ところで、C・G・ユングは、中年に光を当てたスイスの精神分析医である。彼の診療所に来院する患者さんは、中年以後の人が多いと述べている。そして、その三分の一は裕福な人が多かった。つまり、彼らは「何かが自分の人生に足りない」「不可解な不安」などの悩みを抱えていた。ユングはこのような患者を診察しながら、また自信の神経症を経験して「中年」を分析している。『中年とは、人にとって人生の転換点の時期である。言わば、午後十二時であって、人生は前半(午前)と後半(午後)に分けられる』(無意識の心理)。
つまり、人生の前半は、思春期に自立して、成人期に一生の仕事と伴侶を得て、それなりに社会的地位を得る時期である。後半は自分を見つめ直し「自分はどこから来て、どこへ行くのか?」と根源的な問いかけを自身に行い、来るべき「死」に対して準備をする時期とユングは考えた。言い方を変えれば、前半は人としての生物学的役割を果たし、後半の中年以後は、人生の充実感を得るために精神的あるいは霊的な役割を捜すという訳である。

——

§ **課題の条件**
1: 次の(a)〜(c)がユングの中年論の文章の内容と合っているかを判断せよ。それぞれ「はい」か「いいえ」で答え、決め手となる本文の言葉をそのまま引用せよ。
(a) ユングの診療所に来る患者には、中年以後の人が多かった。
(b) ユングは、人生を午前と午後にあたる二つの時期に分けた。
(c) ユングは、人生の後半を社会的地位を得る時期と考えた。
2: ユングの中年論の文章を、最後の文の後から書き進めよ。

§ **表示情報**

——

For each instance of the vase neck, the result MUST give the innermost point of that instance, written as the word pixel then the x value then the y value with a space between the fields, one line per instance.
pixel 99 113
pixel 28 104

——

§ **解答結果**
1:
(a) はい。「彼の診療所に来院する患者さんは、中年以後の人が多いと述べている」
(b) はい。「人生は前半(午前)と後半(午後)に分けられる」
(c) いいえ。「人生の前半は、思春期に自立して、成人期に一生の仕事と伴侶を得て、それなりに社会的地位を得る時期である」

2:
ユングは最後に人は自分自身の人生の意義を省察すれば、日没と考えられた中年以後の状況も逆説的に日が昇る「創造の時期」に変えることが出来ると述べている。だからこそ、この中年に人々は肉体的にも、精神的にも苦しむのである。『老化とは成長である』、『いかに生きるべきかを学びなさい。そうすれば、いかに死ぬべきかが分かるでしょう。いかに死ぬべきかを学びなさい。そうすれば、いかに生きるべきかわかるでしょう』モリス・シュワルツ著(モリー先生の最終講義)。そして、その苦悩が大きい程、後半も充実した人生になるのだろう。つまり中年は真に人間として大きくなる時期なのである。
これらの私の人生も、「老い」や「死」に目を逸らすのではなく、正面から向かい合いたい。人生にも深みを増すような生活を心がけたい。男の顔は領収書、女の顔は請求書などと揶揄されない年輪を顔に刻みたい。
ドウダ、茶髪ノ兄チャン、顔黒の姉チャン!オジサンヲ莫迦ニスルナ!少シハ尊敬シロ!オバタリアンヤジベタリアンニ負ケテイラレルカ!モウ三花ホド人生ニハナヲ咲カセテヤルー!